## Instruction:
Collect every line of the records that contains the word "positive", and reproduce each such line in full.

[Given entries — start]

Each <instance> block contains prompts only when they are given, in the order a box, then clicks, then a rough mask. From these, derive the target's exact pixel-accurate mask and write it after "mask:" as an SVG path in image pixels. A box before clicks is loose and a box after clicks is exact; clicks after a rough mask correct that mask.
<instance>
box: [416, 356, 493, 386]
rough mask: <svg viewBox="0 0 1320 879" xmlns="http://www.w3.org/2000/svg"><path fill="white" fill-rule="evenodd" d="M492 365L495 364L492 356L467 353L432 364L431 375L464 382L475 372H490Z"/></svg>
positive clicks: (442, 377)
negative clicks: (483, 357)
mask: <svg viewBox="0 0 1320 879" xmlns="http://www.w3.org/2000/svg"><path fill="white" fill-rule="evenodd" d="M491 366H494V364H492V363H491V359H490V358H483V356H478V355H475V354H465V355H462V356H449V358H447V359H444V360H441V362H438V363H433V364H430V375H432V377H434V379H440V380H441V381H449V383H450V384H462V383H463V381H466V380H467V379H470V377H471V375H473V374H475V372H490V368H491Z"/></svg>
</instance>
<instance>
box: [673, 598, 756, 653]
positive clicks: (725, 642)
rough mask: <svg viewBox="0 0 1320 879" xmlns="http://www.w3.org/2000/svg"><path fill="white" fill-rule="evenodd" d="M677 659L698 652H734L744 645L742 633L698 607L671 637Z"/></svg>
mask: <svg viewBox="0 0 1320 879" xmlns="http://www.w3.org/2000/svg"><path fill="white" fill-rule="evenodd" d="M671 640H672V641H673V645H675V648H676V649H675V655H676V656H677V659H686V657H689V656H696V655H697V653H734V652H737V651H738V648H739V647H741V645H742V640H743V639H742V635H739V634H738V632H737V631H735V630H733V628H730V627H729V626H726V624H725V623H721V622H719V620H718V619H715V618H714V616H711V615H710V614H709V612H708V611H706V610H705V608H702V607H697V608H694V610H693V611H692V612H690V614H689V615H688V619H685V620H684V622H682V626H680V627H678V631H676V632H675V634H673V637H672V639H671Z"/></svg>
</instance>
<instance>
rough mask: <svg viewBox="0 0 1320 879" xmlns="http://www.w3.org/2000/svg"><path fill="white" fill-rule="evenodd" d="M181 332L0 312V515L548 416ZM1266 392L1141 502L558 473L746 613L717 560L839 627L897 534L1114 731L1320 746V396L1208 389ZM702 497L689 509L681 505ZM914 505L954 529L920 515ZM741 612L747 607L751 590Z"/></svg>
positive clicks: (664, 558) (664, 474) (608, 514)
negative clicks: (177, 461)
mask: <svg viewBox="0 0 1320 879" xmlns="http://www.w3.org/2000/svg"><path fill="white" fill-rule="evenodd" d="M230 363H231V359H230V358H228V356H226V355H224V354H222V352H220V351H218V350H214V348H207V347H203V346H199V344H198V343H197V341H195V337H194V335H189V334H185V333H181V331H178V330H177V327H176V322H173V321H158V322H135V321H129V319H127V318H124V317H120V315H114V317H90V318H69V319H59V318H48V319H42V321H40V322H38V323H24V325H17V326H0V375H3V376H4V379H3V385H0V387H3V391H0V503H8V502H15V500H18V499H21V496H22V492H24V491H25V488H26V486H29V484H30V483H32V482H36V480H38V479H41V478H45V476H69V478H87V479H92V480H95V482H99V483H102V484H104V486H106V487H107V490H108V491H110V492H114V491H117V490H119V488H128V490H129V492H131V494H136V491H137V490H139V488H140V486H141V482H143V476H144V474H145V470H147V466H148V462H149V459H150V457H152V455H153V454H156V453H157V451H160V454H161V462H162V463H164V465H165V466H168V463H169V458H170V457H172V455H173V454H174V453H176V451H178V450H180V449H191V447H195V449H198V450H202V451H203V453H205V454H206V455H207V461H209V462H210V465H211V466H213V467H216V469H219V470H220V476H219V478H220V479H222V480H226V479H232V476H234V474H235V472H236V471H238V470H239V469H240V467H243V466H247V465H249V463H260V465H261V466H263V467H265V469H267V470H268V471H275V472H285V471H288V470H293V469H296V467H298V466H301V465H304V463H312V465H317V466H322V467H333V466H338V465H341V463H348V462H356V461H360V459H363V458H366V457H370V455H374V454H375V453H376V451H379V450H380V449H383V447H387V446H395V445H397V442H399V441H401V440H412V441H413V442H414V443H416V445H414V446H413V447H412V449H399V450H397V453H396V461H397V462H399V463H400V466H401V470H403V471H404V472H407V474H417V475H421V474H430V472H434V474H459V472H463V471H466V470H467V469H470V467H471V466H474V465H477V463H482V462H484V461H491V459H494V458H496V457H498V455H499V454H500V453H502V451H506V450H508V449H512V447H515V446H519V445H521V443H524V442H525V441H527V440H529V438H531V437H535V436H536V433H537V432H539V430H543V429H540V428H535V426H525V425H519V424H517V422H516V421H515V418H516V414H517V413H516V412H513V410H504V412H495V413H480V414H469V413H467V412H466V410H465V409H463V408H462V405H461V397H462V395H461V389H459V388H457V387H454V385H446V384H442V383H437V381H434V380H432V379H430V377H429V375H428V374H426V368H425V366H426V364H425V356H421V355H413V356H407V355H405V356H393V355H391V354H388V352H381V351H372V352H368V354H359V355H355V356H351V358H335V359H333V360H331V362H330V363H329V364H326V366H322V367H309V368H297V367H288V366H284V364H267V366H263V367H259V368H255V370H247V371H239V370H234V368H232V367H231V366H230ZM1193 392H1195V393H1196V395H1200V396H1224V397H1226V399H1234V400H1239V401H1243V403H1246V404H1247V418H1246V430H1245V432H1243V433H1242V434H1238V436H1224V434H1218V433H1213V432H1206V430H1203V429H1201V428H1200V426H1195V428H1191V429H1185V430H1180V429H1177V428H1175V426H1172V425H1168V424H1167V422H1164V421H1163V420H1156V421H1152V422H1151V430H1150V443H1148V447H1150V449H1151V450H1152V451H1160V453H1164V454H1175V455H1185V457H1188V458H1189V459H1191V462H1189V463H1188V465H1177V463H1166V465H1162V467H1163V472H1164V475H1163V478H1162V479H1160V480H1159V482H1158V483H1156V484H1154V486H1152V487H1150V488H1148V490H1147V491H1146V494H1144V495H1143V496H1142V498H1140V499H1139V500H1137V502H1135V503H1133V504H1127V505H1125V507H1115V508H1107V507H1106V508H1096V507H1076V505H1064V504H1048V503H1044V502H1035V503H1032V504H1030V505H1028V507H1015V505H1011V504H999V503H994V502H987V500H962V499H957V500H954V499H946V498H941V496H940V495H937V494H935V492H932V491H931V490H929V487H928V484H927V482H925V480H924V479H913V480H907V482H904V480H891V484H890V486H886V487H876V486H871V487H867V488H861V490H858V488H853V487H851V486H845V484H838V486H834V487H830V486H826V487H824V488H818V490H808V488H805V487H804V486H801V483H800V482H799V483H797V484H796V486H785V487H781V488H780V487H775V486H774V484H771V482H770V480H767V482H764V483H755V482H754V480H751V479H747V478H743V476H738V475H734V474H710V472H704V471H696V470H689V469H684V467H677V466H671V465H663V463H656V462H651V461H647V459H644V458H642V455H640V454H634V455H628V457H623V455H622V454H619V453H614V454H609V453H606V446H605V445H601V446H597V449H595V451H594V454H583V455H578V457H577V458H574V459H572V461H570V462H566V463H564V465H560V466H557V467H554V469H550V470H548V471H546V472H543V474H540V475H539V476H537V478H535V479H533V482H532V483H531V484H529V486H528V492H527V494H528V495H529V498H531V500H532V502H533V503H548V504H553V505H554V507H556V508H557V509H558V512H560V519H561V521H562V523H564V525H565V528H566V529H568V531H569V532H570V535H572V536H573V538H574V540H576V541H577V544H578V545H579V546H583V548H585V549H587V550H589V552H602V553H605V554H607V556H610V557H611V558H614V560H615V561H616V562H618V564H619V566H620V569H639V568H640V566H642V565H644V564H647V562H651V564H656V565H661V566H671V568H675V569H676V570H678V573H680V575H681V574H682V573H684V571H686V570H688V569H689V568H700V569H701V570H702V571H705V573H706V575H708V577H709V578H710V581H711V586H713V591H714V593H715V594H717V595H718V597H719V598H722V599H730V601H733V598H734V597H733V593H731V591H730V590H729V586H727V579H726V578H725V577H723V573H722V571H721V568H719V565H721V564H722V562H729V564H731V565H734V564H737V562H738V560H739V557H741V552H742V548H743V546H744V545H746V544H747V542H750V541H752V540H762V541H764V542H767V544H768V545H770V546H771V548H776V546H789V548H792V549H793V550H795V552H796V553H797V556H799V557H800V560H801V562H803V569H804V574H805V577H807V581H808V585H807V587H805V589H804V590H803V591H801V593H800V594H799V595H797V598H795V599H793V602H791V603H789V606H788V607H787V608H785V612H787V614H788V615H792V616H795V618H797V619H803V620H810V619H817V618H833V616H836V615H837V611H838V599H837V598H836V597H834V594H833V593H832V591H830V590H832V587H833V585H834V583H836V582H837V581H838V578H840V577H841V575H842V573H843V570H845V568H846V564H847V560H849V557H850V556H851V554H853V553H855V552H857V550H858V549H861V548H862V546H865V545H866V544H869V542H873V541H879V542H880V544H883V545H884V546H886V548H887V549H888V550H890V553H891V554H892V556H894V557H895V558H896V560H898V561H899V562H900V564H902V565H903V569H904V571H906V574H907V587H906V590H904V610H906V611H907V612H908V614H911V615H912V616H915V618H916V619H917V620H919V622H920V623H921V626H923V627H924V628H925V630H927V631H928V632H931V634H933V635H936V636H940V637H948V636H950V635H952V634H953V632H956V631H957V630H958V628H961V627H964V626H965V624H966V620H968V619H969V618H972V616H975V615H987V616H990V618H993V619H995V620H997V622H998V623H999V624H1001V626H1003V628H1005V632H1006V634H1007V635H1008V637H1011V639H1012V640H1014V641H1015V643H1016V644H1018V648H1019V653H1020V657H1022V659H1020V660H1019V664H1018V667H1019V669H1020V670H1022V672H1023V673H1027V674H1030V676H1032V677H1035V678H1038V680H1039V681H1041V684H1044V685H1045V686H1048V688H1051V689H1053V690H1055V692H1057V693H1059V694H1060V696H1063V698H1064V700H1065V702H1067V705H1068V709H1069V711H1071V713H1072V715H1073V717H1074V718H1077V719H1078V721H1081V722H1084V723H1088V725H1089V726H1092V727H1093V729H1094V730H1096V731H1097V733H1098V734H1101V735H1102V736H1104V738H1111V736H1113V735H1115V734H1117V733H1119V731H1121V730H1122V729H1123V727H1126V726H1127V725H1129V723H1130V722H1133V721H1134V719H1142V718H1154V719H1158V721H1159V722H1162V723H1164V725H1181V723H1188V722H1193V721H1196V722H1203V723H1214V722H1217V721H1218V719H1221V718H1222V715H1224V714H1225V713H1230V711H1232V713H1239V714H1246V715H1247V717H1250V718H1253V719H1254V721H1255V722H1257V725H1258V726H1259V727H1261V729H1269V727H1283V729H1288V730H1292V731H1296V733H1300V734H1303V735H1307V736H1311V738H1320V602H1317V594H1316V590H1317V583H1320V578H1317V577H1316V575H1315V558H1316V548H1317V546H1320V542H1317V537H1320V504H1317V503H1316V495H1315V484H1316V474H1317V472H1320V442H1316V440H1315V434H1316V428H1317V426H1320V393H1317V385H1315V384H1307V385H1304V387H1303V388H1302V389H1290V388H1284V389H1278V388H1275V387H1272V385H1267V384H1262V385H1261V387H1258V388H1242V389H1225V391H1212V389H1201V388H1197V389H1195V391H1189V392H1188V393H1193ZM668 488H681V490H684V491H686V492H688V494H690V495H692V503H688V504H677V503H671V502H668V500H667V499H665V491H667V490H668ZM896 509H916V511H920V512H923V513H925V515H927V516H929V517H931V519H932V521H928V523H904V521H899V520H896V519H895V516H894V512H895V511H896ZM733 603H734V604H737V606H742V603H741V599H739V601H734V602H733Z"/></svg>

[Given entries — finish]

## Written answer:
positive clicks: (442, 377)
positive clicks: (725, 642)
positive clicks: (664, 558) (664, 474) (608, 514)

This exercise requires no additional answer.